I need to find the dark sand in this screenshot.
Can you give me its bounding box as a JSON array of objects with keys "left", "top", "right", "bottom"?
# # # #
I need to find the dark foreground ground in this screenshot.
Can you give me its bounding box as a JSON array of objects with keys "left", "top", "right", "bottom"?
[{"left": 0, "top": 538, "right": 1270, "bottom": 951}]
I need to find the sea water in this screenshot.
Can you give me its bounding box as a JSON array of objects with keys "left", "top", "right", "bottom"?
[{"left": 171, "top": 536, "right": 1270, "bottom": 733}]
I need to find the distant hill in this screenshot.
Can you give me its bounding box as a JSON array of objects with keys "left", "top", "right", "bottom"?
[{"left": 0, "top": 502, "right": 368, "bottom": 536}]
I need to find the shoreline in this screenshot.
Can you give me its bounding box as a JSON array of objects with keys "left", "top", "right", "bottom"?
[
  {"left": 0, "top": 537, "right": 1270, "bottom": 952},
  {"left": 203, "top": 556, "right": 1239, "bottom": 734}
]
# # # #
Find every line in the two blocks above that contains the word "screenshot", and copy each one.

I need to find the dark sand in this screenshot.
I need to find the dark foreground ground in this screenshot.
I need to find the sea water in this screenshot.
I need to find the distant hill in this screenshot.
I need to find the shoreline in this screenshot.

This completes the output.